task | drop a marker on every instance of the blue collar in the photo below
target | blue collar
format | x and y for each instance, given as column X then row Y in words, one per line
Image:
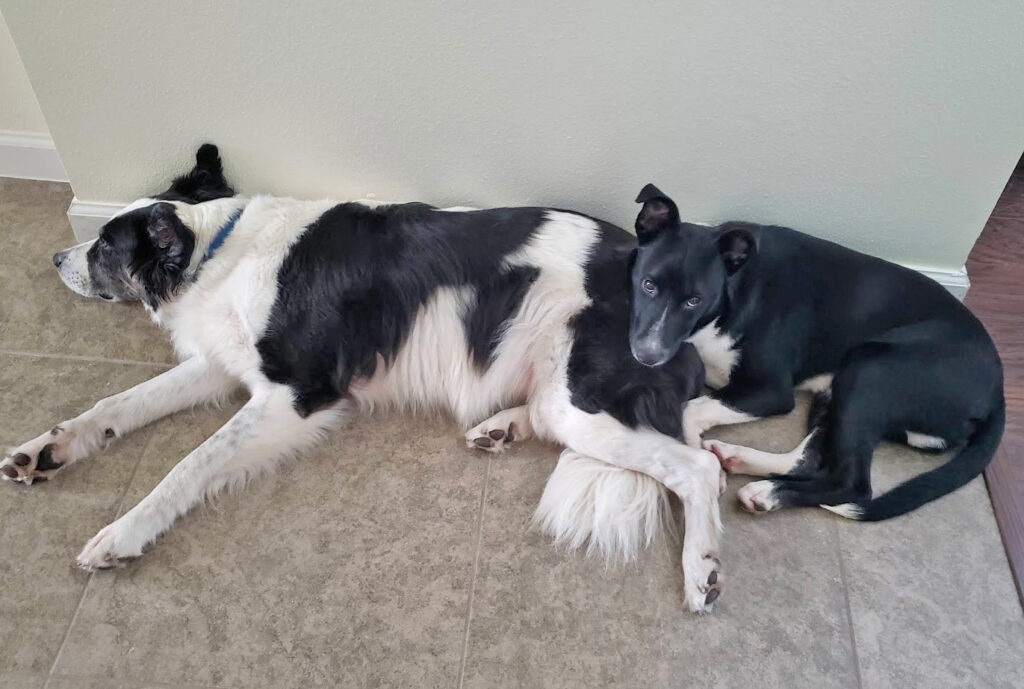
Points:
column 222, row 233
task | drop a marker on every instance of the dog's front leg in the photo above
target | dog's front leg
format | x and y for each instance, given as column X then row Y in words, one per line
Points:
column 691, row 474
column 264, row 429
column 192, row 382
column 747, row 397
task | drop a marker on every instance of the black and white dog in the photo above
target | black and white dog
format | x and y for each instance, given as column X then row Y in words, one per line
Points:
column 315, row 307
column 889, row 353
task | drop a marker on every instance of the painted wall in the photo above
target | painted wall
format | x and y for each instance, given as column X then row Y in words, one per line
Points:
column 18, row 109
column 889, row 127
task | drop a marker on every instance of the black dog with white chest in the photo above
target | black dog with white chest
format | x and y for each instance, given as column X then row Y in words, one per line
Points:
column 889, row 353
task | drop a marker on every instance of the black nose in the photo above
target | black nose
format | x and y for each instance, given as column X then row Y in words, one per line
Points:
column 649, row 356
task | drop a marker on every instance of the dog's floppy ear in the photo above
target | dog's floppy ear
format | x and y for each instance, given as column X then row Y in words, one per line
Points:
column 736, row 245
column 204, row 182
column 658, row 213
column 161, row 266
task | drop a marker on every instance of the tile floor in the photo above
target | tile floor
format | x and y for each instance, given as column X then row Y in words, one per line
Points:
column 394, row 557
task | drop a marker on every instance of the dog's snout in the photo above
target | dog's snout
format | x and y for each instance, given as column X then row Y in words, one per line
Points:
column 649, row 355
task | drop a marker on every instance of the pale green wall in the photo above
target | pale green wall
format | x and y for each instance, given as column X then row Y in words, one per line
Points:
column 18, row 110
column 888, row 126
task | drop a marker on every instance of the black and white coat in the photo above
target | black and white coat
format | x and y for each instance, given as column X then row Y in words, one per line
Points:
column 517, row 316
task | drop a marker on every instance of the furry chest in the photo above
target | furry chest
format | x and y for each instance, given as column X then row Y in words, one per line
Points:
column 717, row 350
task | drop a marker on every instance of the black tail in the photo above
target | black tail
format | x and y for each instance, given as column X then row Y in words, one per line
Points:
column 967, row 464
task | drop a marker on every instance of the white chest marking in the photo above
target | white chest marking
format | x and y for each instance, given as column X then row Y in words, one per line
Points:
column 717, row 352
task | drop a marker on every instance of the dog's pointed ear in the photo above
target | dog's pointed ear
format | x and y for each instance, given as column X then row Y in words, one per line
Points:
column 658, row 213
column 204, row 182
column 736, row 245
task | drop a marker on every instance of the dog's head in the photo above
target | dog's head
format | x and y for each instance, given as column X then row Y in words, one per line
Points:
column 682, row 275
column 142, row 252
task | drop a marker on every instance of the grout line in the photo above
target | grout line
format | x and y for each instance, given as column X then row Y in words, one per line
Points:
column 147, row 683
column 78, row 357
column 849, row 608
column 64, row 641
column 476, row 569
column 88, row 582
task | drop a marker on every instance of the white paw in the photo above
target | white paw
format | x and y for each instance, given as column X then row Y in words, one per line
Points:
column 500, row 430
column 112, row 547
column 759, row 497
column 727, row 454
column 39, row 459
column 702, row 582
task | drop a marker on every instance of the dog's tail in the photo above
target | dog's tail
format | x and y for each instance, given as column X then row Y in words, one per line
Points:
column 967, row 464
column 614, row 512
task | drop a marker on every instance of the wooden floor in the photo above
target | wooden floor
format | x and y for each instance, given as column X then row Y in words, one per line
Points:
column 996, row 270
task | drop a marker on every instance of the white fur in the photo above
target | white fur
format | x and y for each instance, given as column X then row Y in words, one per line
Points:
column 923, row 441
column 612, row 511
column 217, row 320
column 704, row 414
column 740, row 460
column 821, row 383
column 848, row 510
column 718, row 352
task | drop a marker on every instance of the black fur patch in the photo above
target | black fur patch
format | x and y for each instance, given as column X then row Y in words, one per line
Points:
column 603, row 376
column 204, row 182
column 497, row 301
column 350, row 287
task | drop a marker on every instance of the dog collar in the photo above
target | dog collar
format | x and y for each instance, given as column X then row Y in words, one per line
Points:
column 222, row 233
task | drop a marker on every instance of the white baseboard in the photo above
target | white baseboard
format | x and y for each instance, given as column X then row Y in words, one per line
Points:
column 955, row 282
column 86, row 219
column 30, row 157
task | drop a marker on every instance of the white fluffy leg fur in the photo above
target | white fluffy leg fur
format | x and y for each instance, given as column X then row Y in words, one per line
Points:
column 615, row 512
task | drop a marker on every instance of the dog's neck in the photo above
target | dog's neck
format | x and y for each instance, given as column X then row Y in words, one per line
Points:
column 206, row 221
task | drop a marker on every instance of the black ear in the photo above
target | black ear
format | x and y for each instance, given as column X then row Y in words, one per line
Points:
column 204, row 182
column 658, row 213
column 161, row 264
column 736, row 246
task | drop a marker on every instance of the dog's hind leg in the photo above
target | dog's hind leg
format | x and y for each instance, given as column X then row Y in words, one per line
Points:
column 266, row 428
column 497, row 432
column 192, row 382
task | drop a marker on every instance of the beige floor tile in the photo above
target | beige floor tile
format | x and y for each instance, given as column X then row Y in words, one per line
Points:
column 20, row 681
column 350, row 567
column 73, row 682
column 931, row 595
column 37, row 311
column 547, row 618
column 43, row 526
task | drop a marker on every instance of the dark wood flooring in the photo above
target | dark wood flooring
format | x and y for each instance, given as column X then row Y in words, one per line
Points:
column 996, row 270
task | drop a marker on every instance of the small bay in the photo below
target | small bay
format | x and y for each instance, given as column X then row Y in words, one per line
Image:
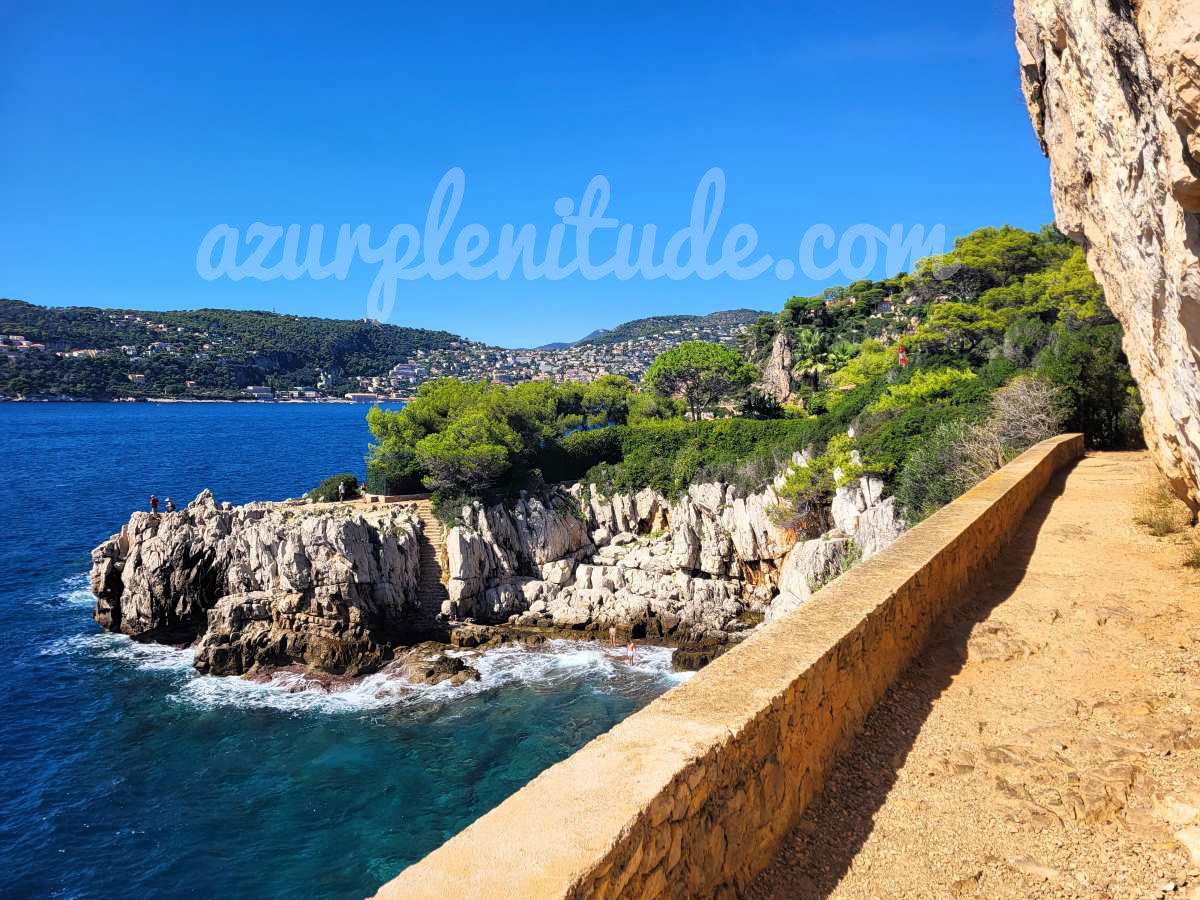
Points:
column 124, row 773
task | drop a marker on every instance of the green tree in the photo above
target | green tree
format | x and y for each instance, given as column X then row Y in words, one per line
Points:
column 606, row 400
column 703, row 373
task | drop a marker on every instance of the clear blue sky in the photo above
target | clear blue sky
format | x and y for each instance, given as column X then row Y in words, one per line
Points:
column 130, row 132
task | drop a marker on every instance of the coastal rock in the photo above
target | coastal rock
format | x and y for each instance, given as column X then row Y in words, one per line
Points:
column 807, row 568
column 263, row 585
column 430, row 664
column 1114, row 93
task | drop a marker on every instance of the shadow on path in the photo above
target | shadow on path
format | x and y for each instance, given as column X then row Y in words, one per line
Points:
column 821, row 847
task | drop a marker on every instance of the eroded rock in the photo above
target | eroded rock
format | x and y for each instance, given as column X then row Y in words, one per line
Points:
column 1114, row 93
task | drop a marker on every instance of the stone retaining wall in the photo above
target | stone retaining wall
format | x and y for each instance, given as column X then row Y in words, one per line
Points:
column 690, row 796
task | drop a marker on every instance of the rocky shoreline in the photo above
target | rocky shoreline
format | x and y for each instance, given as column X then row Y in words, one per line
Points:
column 335, row 589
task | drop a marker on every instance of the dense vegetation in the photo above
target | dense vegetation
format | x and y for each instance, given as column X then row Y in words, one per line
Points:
column 705, row 327
column 222, row 351
column 930, row 379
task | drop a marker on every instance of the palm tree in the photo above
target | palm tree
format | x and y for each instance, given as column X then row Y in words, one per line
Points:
column 808, row 351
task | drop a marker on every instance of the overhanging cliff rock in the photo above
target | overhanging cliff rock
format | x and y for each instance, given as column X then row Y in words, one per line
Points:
column 701, row 569
column 1114, row 93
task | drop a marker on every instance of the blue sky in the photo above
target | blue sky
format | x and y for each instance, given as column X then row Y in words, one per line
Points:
column 131, row 132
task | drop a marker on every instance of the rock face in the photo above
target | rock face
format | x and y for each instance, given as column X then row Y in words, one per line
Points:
column 1114, row 91
column 335, row 588
column 699, row 570
column 777, row 373
column 263, row 585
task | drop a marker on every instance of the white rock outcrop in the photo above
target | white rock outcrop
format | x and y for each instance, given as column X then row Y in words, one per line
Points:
column 1114, row 93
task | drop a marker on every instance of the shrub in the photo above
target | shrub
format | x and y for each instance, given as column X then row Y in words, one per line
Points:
column 808, row 490
column 670, row 456
column 1192, row 557
column 327, row 491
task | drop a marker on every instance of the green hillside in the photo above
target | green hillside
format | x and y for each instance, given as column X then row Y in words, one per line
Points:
column 700, row 328
column 221, row 351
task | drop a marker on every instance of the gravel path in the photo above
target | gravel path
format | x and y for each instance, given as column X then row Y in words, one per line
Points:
column 1047, row 743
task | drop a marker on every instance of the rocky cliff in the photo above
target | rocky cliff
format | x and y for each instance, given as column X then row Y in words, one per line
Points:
column 1114, row 91
column 264, row 585
column 334, row 587
column 696, row 570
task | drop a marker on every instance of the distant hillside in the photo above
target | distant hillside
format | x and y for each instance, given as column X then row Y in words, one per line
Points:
column 220, row 351
column 712, row 327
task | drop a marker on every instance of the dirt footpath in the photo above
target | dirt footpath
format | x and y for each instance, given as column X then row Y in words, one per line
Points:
column 1048, row 741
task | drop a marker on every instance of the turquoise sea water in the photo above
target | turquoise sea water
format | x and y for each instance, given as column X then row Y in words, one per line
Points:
column 125, row 774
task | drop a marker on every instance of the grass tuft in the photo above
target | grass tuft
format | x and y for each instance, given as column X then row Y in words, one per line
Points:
column 1162, row 513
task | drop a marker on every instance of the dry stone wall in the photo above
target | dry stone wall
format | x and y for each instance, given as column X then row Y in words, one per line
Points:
column 703, row 568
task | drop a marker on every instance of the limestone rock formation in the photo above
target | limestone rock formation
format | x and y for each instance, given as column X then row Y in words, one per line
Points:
column 699, row 570
column 777, row 372
column 1114, row 91
column 263, row 585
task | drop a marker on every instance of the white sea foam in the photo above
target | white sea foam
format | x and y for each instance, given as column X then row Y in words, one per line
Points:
column 154, row 657
column 76, row 591
column 552, row 665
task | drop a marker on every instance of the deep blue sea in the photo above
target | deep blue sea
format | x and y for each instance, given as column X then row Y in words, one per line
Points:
column 125, row 774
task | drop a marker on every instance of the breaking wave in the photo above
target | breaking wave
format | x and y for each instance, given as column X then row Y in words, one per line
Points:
column 556, row 665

────────

▶ _Written exercise_: Copy out, word for word, the stretch of the data above from its very beginning through the line that contains "column 889, row 127". Leave the pictures out of your answer.

▶ _Solution for this exercise_:
task | drop a marker on every instance of the blue collar in the photo below
target | blue collar
format | x and y for each instance, given as column X then row Y in words, one per line
Image:
Points:
column 222, row 233
task | drop a marker on every instance of the dog's front leg in the photo above
target | dog's front leg
format | x and y for each instance, given as column X then row Y in words, one per line
Points:
column 691, row 474
column 264, row 429
column 192, row 382
column 747, row 397
task | drop a marker on every instance of the black and white dog in the photo above
target | black and white dog
format | x and y for each instance, given as column X then row Y in words, one per line
Points:
column 315, row 307
column 889, row 353
task | drop a marker on every instance of the painted wall in the photo above
target | painted wall
format | x and y for each instance, given as column X then row Y in words, one per line
Points:
column 18, row 109
column 889, row 127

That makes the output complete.